TASK DIRECTIONS: Return the data from the start through the line containing "[397,149,416,185]", copying each line exactly as it appears.

--- start of GIVEN ENTRIES ---

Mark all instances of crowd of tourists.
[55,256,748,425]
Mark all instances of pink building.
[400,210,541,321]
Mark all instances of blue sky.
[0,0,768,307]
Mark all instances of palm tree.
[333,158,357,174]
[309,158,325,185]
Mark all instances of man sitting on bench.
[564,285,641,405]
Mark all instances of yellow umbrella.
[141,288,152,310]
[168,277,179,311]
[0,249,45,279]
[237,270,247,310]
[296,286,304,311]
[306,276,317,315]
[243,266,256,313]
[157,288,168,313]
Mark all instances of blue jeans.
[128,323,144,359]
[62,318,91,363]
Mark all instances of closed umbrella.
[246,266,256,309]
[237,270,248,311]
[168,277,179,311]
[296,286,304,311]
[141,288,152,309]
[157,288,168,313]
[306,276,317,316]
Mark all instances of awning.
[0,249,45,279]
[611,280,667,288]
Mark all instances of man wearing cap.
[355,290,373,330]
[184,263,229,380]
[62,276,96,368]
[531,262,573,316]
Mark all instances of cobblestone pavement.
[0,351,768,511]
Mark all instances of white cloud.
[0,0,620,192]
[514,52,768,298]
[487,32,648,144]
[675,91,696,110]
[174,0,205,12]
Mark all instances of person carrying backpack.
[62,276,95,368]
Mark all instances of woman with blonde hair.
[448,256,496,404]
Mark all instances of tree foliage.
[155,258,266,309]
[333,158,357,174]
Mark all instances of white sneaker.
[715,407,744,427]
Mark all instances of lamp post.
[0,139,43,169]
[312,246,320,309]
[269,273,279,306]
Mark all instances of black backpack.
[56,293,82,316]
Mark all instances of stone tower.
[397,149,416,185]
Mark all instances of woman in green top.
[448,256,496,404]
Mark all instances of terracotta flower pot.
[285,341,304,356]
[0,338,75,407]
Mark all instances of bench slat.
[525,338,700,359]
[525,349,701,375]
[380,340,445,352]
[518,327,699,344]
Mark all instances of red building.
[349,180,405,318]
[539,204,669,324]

--- end of GIVEN ENTRIES ---

FINISHED ANSWER:
Mark all instances of crowd of tourists.
[55,256,748,425]
Mark all instances of pink building.
[400,210,541,321]
Mark all instances of blue sky.
[0,0,768,307]
Mark all instances of palm tree.
[333,158,357,174]
[309,158,325,185]
Mark all instances of man sitting on bench.
[564,285,641,405]
Mark all instances of yellow umbrella.
[141,288,152,310]
[168,277,179,311]
[0,249,45,279]
[237,270,247,310]
[296,286,304,311]
[306,276,317,315]
[243,266,256,313]
[157,288,168,313]
Mark all instances of blue jeans.
[128,323,144,359]
[62,318,91,363]
Mark all instances of closed umbrella.
[246,266,256,309]
[237,270,248,311]
[168,277,179,311]
[296,286,304,311]
[141,288,152,309]
[157,288,168,313]
[306,276,317,316]
Mark all instances of awning.
[0,249,45,279]
[611,280,667,288]
Mark all instances of man wearing cap.
[355,290,373,330]
[184,263,229,380]
[62,276,96,368]
[531,262,573,316]
Mark all instances of cobblestone pavement.
[0,351,768,511]
Mark all instances of white cloud.
[0,0,620,192]
[514,52,768,298]
[487,32,648,144]
[675,91,696,110]
[174,0,205,12]
Mark all instances of person carrying backpack.
[62,276,95,368]
Mark all instances of woman with blonde hair.
[448,256,496,404]
Mark all instances of tree foliage.
[155,258,266,309]
[333,158,357,174]
Mark all instances of white sneaker.
[715,407,744,427]
Mark all instances of lamp post.
[0,139,43,169]
[312,246,320,309]
[269,273,279,306]
Mark all instances of black backpack.
[56,293,82,316]
Mark all instances of stone tower.
[397,149,416,185]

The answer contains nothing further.